┌──
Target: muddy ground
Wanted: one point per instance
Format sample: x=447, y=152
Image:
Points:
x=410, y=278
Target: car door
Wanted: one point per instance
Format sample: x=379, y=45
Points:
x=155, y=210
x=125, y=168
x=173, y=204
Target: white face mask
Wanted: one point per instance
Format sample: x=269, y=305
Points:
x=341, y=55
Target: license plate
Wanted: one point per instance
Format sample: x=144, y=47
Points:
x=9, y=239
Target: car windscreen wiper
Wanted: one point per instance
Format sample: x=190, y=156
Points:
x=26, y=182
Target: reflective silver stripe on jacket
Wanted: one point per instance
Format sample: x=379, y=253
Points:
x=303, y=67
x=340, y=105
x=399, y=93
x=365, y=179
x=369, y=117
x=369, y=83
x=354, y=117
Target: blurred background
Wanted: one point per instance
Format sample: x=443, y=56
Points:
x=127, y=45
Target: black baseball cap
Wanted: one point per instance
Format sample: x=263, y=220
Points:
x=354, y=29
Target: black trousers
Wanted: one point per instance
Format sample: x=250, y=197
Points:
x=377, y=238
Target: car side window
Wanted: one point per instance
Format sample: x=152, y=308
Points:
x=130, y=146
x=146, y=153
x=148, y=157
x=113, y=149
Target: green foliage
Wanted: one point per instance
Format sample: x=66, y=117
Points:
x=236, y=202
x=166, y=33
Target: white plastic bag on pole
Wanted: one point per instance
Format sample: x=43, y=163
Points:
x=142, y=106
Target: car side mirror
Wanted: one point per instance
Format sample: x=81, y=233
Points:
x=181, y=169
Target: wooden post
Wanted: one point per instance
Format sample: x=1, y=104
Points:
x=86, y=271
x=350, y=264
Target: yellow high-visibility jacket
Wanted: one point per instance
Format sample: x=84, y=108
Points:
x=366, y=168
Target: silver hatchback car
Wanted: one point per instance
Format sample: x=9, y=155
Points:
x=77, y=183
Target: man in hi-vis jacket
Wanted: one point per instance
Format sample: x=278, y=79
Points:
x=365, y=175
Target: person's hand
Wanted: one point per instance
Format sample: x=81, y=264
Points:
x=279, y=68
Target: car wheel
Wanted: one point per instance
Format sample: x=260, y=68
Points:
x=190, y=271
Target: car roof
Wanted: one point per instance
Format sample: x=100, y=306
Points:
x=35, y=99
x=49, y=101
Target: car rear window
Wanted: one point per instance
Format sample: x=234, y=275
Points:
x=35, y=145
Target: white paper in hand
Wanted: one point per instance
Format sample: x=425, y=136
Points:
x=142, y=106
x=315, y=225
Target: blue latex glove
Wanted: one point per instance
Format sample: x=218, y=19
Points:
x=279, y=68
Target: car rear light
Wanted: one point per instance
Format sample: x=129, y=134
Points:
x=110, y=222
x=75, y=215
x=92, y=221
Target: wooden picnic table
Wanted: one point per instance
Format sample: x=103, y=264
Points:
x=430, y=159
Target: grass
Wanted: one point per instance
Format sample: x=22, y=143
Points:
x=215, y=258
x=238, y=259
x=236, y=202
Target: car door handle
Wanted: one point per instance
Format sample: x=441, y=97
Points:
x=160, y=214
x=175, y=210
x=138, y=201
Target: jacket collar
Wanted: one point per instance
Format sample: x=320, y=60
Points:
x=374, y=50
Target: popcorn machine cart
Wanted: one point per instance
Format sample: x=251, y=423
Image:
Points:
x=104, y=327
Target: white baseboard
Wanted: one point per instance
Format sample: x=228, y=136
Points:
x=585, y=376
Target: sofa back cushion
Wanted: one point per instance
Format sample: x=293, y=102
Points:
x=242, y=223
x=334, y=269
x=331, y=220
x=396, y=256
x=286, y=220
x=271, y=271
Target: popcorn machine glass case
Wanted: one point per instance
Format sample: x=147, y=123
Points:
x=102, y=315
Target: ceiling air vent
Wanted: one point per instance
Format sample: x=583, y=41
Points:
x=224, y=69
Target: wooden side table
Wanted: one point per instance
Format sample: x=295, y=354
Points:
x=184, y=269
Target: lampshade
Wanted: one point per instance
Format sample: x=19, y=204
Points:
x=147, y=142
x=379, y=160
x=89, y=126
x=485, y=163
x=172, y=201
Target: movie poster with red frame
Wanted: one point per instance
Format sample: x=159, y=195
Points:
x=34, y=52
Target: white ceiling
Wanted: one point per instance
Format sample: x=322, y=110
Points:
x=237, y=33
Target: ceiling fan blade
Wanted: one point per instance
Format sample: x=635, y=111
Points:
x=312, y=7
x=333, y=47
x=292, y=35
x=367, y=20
└──
┌──
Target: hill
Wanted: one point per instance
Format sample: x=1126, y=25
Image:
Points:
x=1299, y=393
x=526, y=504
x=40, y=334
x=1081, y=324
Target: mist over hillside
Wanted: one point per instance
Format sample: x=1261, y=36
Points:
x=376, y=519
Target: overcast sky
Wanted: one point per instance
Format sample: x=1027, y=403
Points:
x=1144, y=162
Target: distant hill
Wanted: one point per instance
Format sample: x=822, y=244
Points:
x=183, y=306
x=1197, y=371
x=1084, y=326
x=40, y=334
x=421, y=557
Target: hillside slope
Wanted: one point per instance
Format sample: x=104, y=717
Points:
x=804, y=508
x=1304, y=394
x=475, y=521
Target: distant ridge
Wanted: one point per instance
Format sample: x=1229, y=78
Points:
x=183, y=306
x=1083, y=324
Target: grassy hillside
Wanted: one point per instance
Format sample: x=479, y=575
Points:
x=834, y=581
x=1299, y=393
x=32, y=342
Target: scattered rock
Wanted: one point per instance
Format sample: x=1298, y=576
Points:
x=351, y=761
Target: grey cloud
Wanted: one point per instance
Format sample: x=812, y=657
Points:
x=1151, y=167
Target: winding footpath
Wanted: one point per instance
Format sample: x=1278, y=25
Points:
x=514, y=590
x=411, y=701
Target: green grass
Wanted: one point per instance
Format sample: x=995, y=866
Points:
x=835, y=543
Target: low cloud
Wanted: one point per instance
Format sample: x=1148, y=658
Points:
└──
▶ _Job_: Reproduce the part that opens with the line containing "Target: white plastic bag on pole" and closes with the line containing "x=104, y=327", swapping "Wanted" for "Needed" and leaving everything else unchanged.

▶ _Solution to the exercise_:
Target: white plastic bag on pole
Needed: one point per instance
Format sample: x=43, y=163
Points:
x=142, y=106
Target: car side mirror
Needed: one point per instance
Format sample: x=81, y=233
Points:
x=181, y=169
Target: wooden post
Needed: one point per instance
Format sample: x=1, y=104
Points:
x=86, y=271
x=350, y=264
Target: yellow high-visibility jacket
Needed: one point per instance
Format sample: x=84, y=108
Points:
x=366, y=168
Target: silver hatchback car
Needed: one point per instance
Format sample: x=9, y=155
Points:
x=77, y=183
Target: man in hi-vis jacket
Needed: one point per instance
Format sample: x=278, y=79
Points:
x=365, y=175
Target: person's hand
Needed: one point per instance
Format sample: x=81, y=264
Points:
x=279, y=68
Target: car wheel
Needed: one point per instance
Format sample: x=260, y=68
Points:
x=190, y=271
Target: car roof
Needed: one point per instance
Format sample: x=100, y=306
Points:
x=35, y=99
x=49, y=101
Target: car rear window
Needed: one point per instance
Format sample: x=234, y=275
Points:
x=35, y=145
Target: white paper in hand
Needed: one point per instance
Format sample: x=425, y=136
Points:
x=142, y=106
x=315, y=225
Target: blue latex glove
Needed: one point per instance
Format sample: x=218, y=19
Points:
x=279, y=68
Target: car rear light
Needed: one point per instance
Format sample: x=129, y=134
Points:
x=110, y=222
x=75, y=215
x=92, y=221
Target: wooden picnic table
Needed: one point per instance
Format sample: x=103, y=264
Points:
x=430, y=159
Target: grass
Needed: one point per instance
Format sample: x=22, y=143
Points:
x=215, y=258
x=238, y=259
x=236, y=202
Target: car door handle
Needed: one point per instance
Format sample: x=441, y=97
Points:
x=160, y=214
x=175, y=210
x=138, y=201
Target: jacket collar
Needed: one point per instance
Format sample: x=320, y=60
Points:
x=374, y=50
Target: popcorn machine cart
Needed: one point per instance
Format sample: x=251, y=423
Image:
Points:
x=104, y=327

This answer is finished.